● WORK INSTRUCTION:
When you reach the records, transcribe each one exactly.

● EXERCISE INPUT:
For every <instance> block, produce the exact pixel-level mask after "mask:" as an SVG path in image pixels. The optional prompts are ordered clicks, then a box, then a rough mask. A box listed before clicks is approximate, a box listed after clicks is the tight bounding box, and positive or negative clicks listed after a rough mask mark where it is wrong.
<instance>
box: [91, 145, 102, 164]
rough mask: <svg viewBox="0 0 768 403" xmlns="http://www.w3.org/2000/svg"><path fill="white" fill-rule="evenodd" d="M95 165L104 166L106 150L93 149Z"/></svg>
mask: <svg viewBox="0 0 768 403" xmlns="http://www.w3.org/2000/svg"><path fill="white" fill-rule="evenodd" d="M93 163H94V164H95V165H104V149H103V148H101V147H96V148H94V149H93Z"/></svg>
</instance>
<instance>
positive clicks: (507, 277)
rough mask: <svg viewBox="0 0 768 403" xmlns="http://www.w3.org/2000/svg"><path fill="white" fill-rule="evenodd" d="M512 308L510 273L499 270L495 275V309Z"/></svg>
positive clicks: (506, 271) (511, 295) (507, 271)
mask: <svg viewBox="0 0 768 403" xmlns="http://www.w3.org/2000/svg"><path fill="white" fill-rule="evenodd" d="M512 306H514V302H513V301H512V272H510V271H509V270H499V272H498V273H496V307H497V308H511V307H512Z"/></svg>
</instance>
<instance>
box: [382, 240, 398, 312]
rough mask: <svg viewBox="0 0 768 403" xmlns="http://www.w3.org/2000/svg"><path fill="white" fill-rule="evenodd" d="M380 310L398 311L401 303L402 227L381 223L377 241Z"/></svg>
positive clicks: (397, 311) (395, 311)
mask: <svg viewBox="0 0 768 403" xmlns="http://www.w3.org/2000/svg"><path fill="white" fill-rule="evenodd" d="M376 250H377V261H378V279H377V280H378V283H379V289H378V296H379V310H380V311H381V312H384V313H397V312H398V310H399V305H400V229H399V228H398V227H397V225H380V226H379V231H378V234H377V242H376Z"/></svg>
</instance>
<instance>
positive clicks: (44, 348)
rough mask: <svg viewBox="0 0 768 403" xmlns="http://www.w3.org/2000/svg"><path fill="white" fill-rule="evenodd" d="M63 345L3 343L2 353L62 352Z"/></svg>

● PROBLEM SOLUTION:
For every <instance> block, produce the exact pixel-level mask after "mask:" as an SVG path in image pixels. The optional prompts are ordered clicks, then a box, then a rough mask. A box listed before clicks is approximate, a box listed after clicks is the tight bounding box, and positive or negative clicks listed after a rough mask mark where it is wrong.
<instance>
box: [91, 145, 102, 164]
rough mask: <svg viewBox="0 0 768 403" xmlns="http://www.w3.org/2000/svg"><path fill="white" fill-rule="evenodd" d="M95 165L104 166L106 150L93 149Z"/></svg>
mask: <svg viewBox="0 0 768 403" xmlns="http://www.w3.org/2000/svg"><path fill="white" fill-rule="evenodd" d="M93 163H94V164H95V165H104V149H103V148H101V147H96V148H94V149H93Z"/></svg>
</instance>
<instance>
positive clicks: (507, 277)
rough mask: <svg viewBox="0 0 768 403" xmlns="http://www.w3.org/2000/svg"><path fill="white" fill-rule="evenodd" d="M512 308L510 273L499 270L495 275V309Z"/></svg>
positive clicks: (506, 271) (511, 295) (507, 271)
mask: <svg viewBox="0 0 768 403" xmlns="http://www.w3.org/2000/svg"><path fill="white" fill-rule="evenodd" d="M512 306H514V302H513V301H512V272H510V271H509V270H499V272H498V273H496V307H497V308H511V307H512Z"/></svg>
</instance>
<instance>
box: [382, 240, 398, 312]
rough mask: <svg viewBox="0 0 768 403" xmlns="http://www.w3.org/2000/svg"><path fill="white" fill-rule="evenodd" d="M380 310L398 311L401 303L402 227L381 223L377 241Z"/></svg>
positive clicks: (397, 311) (395, 311)
mask: <svg viewBox="0 0 768 403" xmlns="http://www.w3.org/2000/svg"><path fill="white" fill-rule="evenodd" d="M376 250H377V261H378V279H377V280H378V283H379V289H378V296H379V310H380V311H381V312H384V313H397V312H398V310H399V305H400V229H399V228H398V227H397V225H380V226H379V231H378V234H377V242H376Z"/></svg>
</instance>
<instance>
positive clicks: (44, 348)
rough mask: <svg viewBox="0 0 768 403" xmlns="http://www.w3.org/2000/svg"><path fill="white" fill-rule="evenodd" d="M63 345L3 343L2 353L62 352Z"/></svg>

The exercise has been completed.